##### ENTRIES SHOWN #####
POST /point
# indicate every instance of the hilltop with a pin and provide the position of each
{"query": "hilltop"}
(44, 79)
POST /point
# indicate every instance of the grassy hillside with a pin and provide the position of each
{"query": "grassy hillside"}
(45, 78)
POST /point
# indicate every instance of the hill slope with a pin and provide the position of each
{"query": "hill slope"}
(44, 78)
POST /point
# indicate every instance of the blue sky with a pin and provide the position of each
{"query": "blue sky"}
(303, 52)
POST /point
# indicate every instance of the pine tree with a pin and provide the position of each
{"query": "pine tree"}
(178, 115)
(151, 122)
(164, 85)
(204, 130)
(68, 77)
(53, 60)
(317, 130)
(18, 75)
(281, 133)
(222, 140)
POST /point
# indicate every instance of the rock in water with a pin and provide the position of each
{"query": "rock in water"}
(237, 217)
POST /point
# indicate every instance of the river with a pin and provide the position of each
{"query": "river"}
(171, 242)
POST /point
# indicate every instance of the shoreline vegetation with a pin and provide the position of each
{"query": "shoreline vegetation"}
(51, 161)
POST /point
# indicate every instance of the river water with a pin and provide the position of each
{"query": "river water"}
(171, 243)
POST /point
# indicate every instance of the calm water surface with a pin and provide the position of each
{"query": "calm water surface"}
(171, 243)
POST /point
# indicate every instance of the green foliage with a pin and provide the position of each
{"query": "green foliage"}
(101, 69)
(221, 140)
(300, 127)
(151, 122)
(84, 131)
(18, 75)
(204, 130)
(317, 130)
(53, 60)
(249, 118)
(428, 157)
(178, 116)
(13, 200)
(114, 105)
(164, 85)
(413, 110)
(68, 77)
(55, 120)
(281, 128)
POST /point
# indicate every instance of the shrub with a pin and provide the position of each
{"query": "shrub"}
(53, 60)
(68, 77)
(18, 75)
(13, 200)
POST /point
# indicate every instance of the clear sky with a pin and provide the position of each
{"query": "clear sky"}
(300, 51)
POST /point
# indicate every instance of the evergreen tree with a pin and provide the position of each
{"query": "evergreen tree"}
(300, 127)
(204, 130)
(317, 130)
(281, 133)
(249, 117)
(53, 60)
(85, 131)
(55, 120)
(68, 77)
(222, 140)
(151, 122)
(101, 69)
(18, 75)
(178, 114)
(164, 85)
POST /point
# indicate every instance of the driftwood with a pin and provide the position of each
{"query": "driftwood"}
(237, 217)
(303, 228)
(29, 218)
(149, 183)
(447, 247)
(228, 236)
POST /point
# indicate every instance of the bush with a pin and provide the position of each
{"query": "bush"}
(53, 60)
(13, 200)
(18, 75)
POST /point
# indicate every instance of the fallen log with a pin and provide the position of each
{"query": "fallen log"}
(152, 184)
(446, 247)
#####
- **ACTION ITEM**:
Write the records out again so that each one matches the original exactly.

- **ANSWER**:
POST /point
# indicate every instance of the hilltop with a pin and provide the position of each
{"query": "hilltop"}
(44, 79)
POST /point
# indicate every instance of the grassy hillside with a pin and provide the position of each
{"query": "grassy hillside"}
(45, 78)
POST /point
# indicate every instance of the hill slope with a pin and provide the position of each
{"query": "hill slope"}
(44, 78)
POST /point
# indicate every instance of the blue sky with a pin and provide the position of each
{"query": "blue sky"}
(303, 52)
POST /point
# indicate every instance of the pine tree with a pin and provide the position of each
{"query": "pine tree"}
(178, 115)
(151, 122)
(164, 85)
(204, 130)
(68, 77)
(53, 60)
(317, 130)
(18, 75)
(281, 133)
(222, 140)
POST /point
# indicate every instance of the rock in water with a pin and provide the position of each
{"query": "rock in water"}
(237, 217)
POST /point
# indicate every instance of the river with a pin and provide the position of each
{"query": "river"}
(171, 242)
POST /point
# indicate every instance of the shoreline vegetation with a pin and provide the position of each
{"query": "shoreline vegetation"}
(51, 161)
POST /point
# indicate every instance of the river water with a pin and provide the position of each
{"query": "river water"}
(171, 243)
POST /point
# indicate every instance of the calm water surface with a pin and provide the position of each
{"query": "calm water surface"}
(171, 243)
POST /point
# indicate every instance of the green foliage with a pin and provide the position of each
{"query": "green foliage"}
(101, 69)
(221, 140)
(300, 127)
(151, 122)
(84, 131)
(18, 75)
(204, 130)
(317, 130)
(53, 60)
(249, 118)
(428, 157)
(178, 116)
(13, 200)
(114, 105)
(164, 85)
(413, 110)
(68, 77)
(55, 120)
(281, 128)
POST /point
# indicate every instance of the shrub with a pin and provide the position of each
{"query": "shrub"}
(53, 60)
(68, 77)
(18, 75)
(13, 200)
POST /point
# indicate every instance of the clear sky with a pin and provide the position of each
{"query": "clear sky"}
(300, 51)
POST /point
# indicate every instance of the evergreen tree with a pin and provide the position of each
{"query": "evergreen tree"}
(300, 127)
(204, 130)
(317, 130)
(281, 133)
(249, 117)
(53, 60)
(85, 131)
(55, 120)
(68, 77)
(222, 140)
(151, 122)
(101, 69)
(18, 75)
(178, 114)
(164, 85)
POST /point
# indicate every instance of the driftwood with a pin and provide the position of each
{"query": "driftwood"}
(237, 217)
(303, 228)
(29, 218)
(149, 183)
(447, 247)
(228, 236)
POST /point
# indicate every instance of the bush with a pin and provide the position of each
{"query": "bush"}
(53, 60)
(13, 200)
(18, 75)
POST /point
# indicate every instance of the fallen log with a pin and provide the position of each
{"query": "fallen log"}
(152, 184)
(446, 247)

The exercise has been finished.